*Written task*: Reproduce the records verbatim from their first line down to and including the line that holds "point(54, 190)".

Stored records:
▽

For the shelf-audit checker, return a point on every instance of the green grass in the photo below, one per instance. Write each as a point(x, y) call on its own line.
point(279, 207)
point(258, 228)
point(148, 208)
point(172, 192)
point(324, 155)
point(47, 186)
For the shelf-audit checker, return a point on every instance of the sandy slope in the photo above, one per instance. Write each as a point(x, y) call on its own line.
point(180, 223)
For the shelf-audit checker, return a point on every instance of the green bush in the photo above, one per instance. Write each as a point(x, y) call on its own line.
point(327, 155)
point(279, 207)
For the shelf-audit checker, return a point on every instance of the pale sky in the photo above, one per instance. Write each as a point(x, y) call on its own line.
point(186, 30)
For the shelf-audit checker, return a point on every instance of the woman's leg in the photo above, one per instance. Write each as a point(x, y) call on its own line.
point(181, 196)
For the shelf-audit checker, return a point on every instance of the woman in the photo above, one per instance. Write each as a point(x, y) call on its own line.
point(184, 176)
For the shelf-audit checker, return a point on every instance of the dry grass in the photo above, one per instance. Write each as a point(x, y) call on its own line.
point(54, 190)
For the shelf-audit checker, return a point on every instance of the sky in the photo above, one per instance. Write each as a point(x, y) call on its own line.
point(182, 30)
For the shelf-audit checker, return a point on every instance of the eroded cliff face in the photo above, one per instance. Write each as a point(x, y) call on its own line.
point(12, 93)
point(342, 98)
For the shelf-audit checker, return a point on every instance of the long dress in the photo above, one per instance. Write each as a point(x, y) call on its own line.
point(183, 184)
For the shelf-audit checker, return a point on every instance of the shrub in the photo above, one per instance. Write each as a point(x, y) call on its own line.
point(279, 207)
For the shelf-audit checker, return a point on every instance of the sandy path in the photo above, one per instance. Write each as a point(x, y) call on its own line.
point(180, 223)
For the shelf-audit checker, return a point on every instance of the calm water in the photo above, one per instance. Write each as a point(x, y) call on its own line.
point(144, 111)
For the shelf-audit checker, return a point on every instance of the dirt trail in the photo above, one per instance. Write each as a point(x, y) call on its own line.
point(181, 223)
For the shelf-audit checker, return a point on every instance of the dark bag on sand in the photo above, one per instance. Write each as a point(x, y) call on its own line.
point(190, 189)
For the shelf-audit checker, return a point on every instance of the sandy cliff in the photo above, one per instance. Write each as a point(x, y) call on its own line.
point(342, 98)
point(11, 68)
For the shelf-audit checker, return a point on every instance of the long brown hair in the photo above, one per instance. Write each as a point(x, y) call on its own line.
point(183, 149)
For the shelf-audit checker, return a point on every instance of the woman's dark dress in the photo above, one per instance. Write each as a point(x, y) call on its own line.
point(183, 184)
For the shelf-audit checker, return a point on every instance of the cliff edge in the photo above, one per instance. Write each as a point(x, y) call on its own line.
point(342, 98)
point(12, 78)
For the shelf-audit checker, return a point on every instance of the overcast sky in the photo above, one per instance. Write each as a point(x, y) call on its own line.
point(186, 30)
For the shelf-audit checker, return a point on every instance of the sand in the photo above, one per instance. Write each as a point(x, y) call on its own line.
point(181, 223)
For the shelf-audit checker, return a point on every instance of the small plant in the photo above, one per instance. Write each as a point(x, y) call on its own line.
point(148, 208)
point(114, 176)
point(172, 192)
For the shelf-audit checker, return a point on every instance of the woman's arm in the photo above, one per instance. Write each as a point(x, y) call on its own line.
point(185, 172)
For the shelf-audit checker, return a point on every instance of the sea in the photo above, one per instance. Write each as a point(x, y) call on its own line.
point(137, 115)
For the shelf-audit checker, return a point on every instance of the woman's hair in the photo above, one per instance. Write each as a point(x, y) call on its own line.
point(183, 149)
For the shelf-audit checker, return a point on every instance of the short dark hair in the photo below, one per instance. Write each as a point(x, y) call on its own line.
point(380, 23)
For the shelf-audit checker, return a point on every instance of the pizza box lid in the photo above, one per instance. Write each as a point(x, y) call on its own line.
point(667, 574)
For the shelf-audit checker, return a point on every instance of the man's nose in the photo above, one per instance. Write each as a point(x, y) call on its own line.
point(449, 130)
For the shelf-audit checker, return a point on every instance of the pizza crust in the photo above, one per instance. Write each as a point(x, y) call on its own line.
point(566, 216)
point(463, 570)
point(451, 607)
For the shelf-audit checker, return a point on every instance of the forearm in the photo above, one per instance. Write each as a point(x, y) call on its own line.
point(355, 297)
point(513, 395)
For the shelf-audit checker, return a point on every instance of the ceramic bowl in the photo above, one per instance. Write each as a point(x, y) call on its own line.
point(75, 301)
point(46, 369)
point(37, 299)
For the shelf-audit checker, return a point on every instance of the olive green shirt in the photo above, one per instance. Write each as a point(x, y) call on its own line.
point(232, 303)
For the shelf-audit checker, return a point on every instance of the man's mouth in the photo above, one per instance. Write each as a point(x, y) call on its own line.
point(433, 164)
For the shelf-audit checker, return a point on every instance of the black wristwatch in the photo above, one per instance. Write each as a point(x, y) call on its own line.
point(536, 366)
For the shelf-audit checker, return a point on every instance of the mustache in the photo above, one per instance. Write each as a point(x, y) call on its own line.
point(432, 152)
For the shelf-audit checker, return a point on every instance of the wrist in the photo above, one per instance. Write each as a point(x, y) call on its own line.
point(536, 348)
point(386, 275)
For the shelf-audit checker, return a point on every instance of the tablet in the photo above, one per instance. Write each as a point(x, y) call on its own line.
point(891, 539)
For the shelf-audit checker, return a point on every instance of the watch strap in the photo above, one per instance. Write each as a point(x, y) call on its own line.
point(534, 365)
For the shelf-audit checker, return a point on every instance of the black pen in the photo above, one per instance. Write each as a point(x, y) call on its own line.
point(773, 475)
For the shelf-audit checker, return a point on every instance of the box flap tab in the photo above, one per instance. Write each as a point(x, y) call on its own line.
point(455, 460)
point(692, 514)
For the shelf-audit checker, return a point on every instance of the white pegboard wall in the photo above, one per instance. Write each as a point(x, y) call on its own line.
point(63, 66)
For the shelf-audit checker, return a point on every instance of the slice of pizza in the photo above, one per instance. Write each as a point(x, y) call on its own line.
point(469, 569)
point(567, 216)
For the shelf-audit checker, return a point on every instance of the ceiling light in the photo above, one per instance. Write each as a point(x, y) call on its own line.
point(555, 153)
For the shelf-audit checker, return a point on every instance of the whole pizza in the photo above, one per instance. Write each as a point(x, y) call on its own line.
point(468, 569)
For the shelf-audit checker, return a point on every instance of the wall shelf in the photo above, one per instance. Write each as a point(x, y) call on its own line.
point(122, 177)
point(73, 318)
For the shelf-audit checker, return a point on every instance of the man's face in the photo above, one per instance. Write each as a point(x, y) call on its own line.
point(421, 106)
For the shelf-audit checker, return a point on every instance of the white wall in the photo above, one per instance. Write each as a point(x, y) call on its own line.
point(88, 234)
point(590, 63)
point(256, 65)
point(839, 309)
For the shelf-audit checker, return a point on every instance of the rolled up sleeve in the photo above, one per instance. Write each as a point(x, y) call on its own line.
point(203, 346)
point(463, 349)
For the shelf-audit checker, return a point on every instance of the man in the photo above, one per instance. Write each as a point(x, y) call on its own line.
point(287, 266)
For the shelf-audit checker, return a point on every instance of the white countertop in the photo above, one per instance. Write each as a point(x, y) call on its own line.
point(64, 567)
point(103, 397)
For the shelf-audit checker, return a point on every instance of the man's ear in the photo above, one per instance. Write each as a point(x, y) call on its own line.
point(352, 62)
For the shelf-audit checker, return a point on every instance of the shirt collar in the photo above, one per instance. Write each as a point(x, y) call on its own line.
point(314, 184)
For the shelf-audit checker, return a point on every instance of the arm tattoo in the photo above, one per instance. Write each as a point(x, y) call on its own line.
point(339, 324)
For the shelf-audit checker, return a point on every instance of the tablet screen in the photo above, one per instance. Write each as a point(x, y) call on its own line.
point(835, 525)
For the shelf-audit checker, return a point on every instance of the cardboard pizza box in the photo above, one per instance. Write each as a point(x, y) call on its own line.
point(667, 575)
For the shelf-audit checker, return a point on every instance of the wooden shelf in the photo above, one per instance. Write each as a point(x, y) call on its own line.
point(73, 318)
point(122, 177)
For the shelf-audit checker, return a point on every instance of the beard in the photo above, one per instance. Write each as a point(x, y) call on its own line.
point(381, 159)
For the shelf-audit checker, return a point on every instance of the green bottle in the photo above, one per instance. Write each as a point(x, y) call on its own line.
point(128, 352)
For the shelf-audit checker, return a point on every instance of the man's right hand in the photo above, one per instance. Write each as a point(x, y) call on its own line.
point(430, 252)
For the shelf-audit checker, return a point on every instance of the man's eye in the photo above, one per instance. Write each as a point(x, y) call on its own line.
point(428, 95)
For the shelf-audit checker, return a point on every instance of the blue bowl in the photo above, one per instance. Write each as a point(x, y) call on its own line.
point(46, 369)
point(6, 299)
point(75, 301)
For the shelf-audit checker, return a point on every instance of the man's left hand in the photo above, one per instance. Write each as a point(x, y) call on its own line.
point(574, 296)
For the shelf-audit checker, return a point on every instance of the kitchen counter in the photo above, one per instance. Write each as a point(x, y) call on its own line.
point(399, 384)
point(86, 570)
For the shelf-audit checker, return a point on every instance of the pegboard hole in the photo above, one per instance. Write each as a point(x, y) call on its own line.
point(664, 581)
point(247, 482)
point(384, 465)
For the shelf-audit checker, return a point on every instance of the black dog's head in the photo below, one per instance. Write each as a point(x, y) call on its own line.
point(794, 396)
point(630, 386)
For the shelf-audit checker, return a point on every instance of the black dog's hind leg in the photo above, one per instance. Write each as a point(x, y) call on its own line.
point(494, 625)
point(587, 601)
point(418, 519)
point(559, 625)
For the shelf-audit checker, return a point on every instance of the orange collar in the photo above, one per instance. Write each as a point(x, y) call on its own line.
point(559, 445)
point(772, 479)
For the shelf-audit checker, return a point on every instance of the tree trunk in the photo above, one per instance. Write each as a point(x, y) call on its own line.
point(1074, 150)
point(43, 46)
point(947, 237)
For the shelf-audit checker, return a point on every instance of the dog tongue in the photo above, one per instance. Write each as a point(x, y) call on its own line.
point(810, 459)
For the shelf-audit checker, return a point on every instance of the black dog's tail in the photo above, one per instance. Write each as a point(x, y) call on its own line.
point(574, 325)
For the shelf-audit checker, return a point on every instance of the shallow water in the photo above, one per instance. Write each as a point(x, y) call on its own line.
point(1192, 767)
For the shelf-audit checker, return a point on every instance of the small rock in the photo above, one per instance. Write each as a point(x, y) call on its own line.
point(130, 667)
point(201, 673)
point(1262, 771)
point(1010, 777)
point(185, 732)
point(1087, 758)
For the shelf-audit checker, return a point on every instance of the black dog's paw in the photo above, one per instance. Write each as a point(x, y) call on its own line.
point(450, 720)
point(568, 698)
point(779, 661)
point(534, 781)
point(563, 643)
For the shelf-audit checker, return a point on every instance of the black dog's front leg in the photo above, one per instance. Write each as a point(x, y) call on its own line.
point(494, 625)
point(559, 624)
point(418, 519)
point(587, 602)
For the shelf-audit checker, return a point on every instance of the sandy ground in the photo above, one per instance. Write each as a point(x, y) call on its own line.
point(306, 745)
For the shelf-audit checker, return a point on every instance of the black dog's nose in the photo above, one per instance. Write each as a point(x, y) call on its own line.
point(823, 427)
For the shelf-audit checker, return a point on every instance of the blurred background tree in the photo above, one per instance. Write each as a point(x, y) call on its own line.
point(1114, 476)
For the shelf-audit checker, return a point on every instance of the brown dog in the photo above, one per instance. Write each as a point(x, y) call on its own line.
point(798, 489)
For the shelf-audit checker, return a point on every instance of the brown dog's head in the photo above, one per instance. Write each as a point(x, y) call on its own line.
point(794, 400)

△

*Finished exercise*:
For the shelf-audit checker, return a point on every instance of the green grass in the photo below, one per instance. Write each as a point(x, y) call on its own line.
point(279, 207)
point(258, 228)
point(148, 208)
point(172, 192)
point(324, 155)
point(47, 186)
For the shelf-audit checker, return a point on every instance of the sandy slope in the photo above, one per instance. Write each as a point(x, y) call on its own line.
point(180, 223)
For the shelf-audit checker, return a point on every instance of the green bush in the photo above, one per instance. Write each as a point(x, y) call on its own line.
point(327, 155)
point(279, 207)
For the shelf-audit checker, return a point on every instance of the pale sky in the photo above, one per instance. Write each as a point(x, y) call on its own line.
point(186, 30)
For the shelf-audit checker, return a point on every instance of the woman's leg in the photo above, one per instance. Write each as a point(x, y) call on its own line.
point(181, 196)
For the shelf-audit checker, return a point on every instance of the woman in the photo above, one per instance. Write each as a point(x, y) call on its own line.
point(184, 176)
For the shelf-audit checker, return a point on every instance of the dry grass in the photo above, one per instance. Write each as a point(x, y) call on its own line.
point(54, 190)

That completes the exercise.